▶ _Exercise instructions_
Copy out every item that follows, keeping each line unchanged from start to finish and leaving out the pictures.

▶ _Dataset records_

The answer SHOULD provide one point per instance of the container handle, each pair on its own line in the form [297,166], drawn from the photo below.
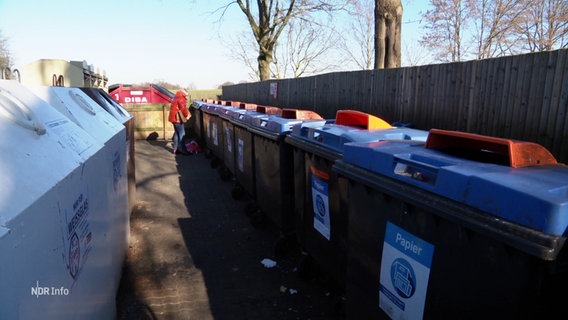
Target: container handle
[82,103]
[16,111]
[516,154]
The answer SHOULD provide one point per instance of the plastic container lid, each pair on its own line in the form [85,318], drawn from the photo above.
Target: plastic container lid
[516,154]
[532,196]
[300,114]
[248,106]
[269,110]
[334,136]
[354,118]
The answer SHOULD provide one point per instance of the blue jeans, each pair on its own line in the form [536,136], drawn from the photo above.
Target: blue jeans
[178,136]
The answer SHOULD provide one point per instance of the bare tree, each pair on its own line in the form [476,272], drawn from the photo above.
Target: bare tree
[388,25]
[244,41]
[494,21]
[269,18]
[445,24]
[5,59]
[358,38]
[501,27]
[302,50]
[544,25]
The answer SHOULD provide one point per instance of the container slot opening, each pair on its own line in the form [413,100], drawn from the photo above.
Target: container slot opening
[300,114]
[269,110]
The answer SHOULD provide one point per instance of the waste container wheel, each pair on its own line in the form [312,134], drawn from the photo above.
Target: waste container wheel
[208,153]
[215,162]
[308,269]
[257,219]
[286,246]
[224,173]
[238,192]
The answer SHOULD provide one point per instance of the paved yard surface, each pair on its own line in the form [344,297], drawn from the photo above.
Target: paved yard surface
[194,253]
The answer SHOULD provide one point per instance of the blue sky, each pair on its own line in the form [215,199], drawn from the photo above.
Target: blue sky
[178,41]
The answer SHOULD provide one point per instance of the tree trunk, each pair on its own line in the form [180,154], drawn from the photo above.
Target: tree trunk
[264,61]
[388,25]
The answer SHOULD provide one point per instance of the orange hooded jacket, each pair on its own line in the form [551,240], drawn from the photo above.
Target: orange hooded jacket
[178,103]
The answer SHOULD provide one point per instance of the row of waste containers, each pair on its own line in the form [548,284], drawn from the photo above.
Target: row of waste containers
[66,174]
[410,224]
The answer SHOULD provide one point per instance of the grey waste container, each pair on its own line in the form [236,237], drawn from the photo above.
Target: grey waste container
[274,166]
[320,209]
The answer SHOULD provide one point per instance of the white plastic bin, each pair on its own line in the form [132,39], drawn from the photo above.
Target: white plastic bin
[53,227]
[104,128]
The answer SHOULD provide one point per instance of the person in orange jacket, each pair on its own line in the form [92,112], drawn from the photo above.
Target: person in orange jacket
[179,103]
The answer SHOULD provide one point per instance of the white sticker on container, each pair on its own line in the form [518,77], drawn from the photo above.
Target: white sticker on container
[70,136]
[214,134]
[229,139]
[78,235]
[320,201]
[240,155]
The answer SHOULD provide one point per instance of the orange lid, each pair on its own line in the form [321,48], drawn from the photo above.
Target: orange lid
[360,119]
[300,114]
[232,103]
[516,154]
[247,106]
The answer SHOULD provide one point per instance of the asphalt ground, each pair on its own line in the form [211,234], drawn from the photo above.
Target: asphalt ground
[194,252]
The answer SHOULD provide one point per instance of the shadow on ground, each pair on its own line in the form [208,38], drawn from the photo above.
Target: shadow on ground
[194,253]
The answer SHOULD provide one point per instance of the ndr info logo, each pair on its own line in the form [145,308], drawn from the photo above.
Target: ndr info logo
[48,291]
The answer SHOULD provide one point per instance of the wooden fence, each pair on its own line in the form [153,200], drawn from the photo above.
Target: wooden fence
[521,97]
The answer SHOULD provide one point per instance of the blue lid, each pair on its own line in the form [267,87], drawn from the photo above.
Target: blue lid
[245,116]
[197,104]
[532,196]
[228,112]
[334,136]
[275,123]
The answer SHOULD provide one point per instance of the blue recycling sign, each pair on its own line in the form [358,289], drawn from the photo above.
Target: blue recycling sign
[405,270]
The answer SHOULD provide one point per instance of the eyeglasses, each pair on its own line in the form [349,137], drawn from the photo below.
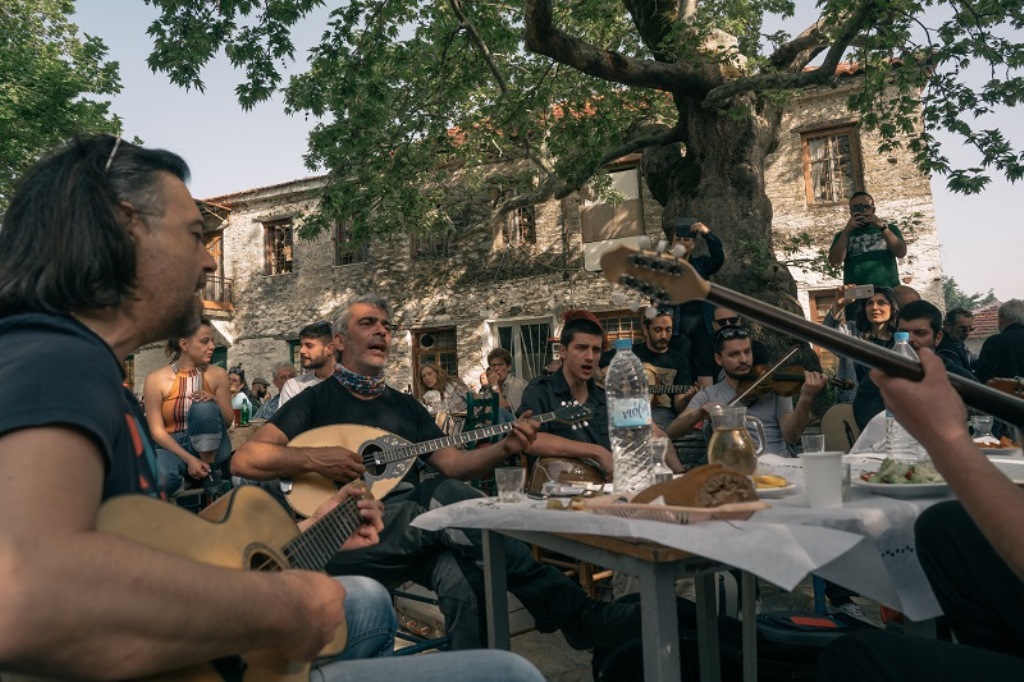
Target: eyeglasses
[110,160]
[729,333]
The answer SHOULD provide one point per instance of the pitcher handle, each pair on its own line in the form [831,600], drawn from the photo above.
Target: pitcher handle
[760,428]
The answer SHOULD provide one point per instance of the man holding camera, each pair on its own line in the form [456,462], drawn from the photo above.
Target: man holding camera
[866,247]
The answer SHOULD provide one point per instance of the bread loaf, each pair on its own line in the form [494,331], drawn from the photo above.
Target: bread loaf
[709,485]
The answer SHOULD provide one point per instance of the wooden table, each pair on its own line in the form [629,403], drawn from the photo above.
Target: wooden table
[657,567]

▶ _Expected output_
The answer SHOULD provide one point per instance of the container handle, each pair on its own line in the form [297,166], drawn from the photo below.
Target: container handle
[82,103]
[16,111]
[516,154]
The answer SHOULD provide one point per instance of the plastic container lid, each pair on its own line in the form [85,318], drawn from the photo above.
Target: plastic container lid
[516,154]
[532,196]
[300,114]
[248,106]
[269,110]
[334,136]
[354,118]
The answer SHOULD provide one point per instance of the blue jeans, each pair on its own line in the form [536,136], drawn from the photo above.
Target: blue jeans
[178,136]
The answer SHOULD provide one point per instance of the bare tree, each pair on its own line in the form [476,272], drawn from the photo above.
Target: bare tree
[388,25]
[244,41]
[494,21]
[269,18]
[445,24]
[5,59]
[358,38]
[501,27]
[302,50]
[544,25]
The answer SHOULD provide one point per instance of the container slot opening, each pair on its own line in the form [413,100], drawn from the photo above.
Target: container slot opening
[300,114]
[269,110]
The answer SHOULD provide one point per instance of the waste container wheel, each pair on its own line in the form [312,134], drawn from the photo above.
Target: waste container wheel
[208,153]
[215,162]
[308,269]
[257,219]
[286,246]
[224,173]
[238,192]
The answer SHOULD provide one point per instance of the paved yard surface, each pair on its own line in the form [344,297], drawn from the photo above.
Target: paved yard surface
[194,253]
The answer SHOULD provide one point per instance of the blue sky, each pair on its own line in the form [215,199], drawn from the photo above.
Target: blue sky
[178,41]
The answer SHOULD provide one point per instance of the tree trunk, each pair on its own line in the form [180,154], drawn from the photo above.
Target: tree trunk
[264,61]
[388,25]
The answer SHOULD provide one point per instance of the orange hooded jacket, each pair on its own line in the form [551,240], drawn from the photo above.
Target: orange hooded jacket
[178,103]
The answer SHOULD provide one point per instance of the row of waste containers, each pair on its own line in the form [548,284], drawn from the photo above.
Target: row of waste containers
[66,174]
[410,224]
The answer SHOULD provide one point per instance of the grey waste container, each pair on its own line in the form [236,237], drawn from the photo above.
Target: grey waste container
[274,166]
[320,209]
The answer SHOULD provide one point per instance of the white plastic bin, each pair on its own line in the form [132,39], drawn from the photo above.
Target: white plastic bin
[53,227]
[104,128]
The answer SHOULD provide one point per instance of the person in orange jacket, each pair on its own line in the form [92,112], drawn from the photo above.
Target: person in orange jacket
[179,103]
The answer SHOULD provide one point per instance of the white sticker on container, each pair on its own line in the form [518,77], drawn from the photo above.
Target: white sticker on container
[70,136]
[214,134]
[229,139]
[78,235]
[320,201]
[240,155]
The answer SHOULD provide one point per instance of the orange lid, each pair on its own line in the form [321,48], drawn from the photo above.
Target: orange lid
[360,119]
[300,114]
[232,103]
[516,154]
[247,106]
The answer SHOULD provide one point per instance of the asphalt ground, each pair on its own line in the form [211,234], drawn from the photo above.
Target: asphalt ground
[194,252]
The answer SHOULD provide one point per instance of the shadow on ground, each pair on its own line in the form [208,38], drawn from the photo above.
Target: shadow on ground
[194,253]
The answer SHOULD provide one point per instance of the ndr info logo, each pair on its own line in the form [145,308], drawn from the photo above.
Target: ndr info logo
[48,291]
The answer SHOULD provide one point per instance of the wooden fence, each pair on its own line in the form [153,200], drawn from the photo above.
Target: wooden fence
[521,97]
The answer SHOULD provide one point per instance of the blue lid, each pair on its own line in the form [267,87], drawn from the photo above.
Target: blue lid
[245,116]
[197,104]
[532,196]
[228,112]
[334,136]
[275,123]
The answer SHOULD provide one point per instance of the blue recycling sign, each pair on its own line in the form [358,289], drawn from the photo above.
Target: blue recycling sign
[405,270]
The answer SHOULD provide one point per instance of the eyeglasses, each pair on its own line in the form [349,137], drawn from the photo below.
Target: eyeglasses
[110,160]
[729,333]
The answer SHOULD provide one point per instance of the pitcher handle, each pair on its own line in the form [831,600], drawn from the photo above.
Target: pitcher handle
[760,428]
The answer SHOULD provide one point per instance of the man holding camera, each pair on its own line in the form [456,462], drawn from the photo above.
Target: man holding camera
[866,247]
The answer SHOULD provide one point per instance of the bread loaf, each pair on its own line in the form [494,331], drawn from the photo above.
Target: bread loaf
[709,485]
The answer SHOULD provide one point per instance of the wooden table, each pair on its own line in the form [629,403], drawn from the photo above.
Target: wooden table
[657,567]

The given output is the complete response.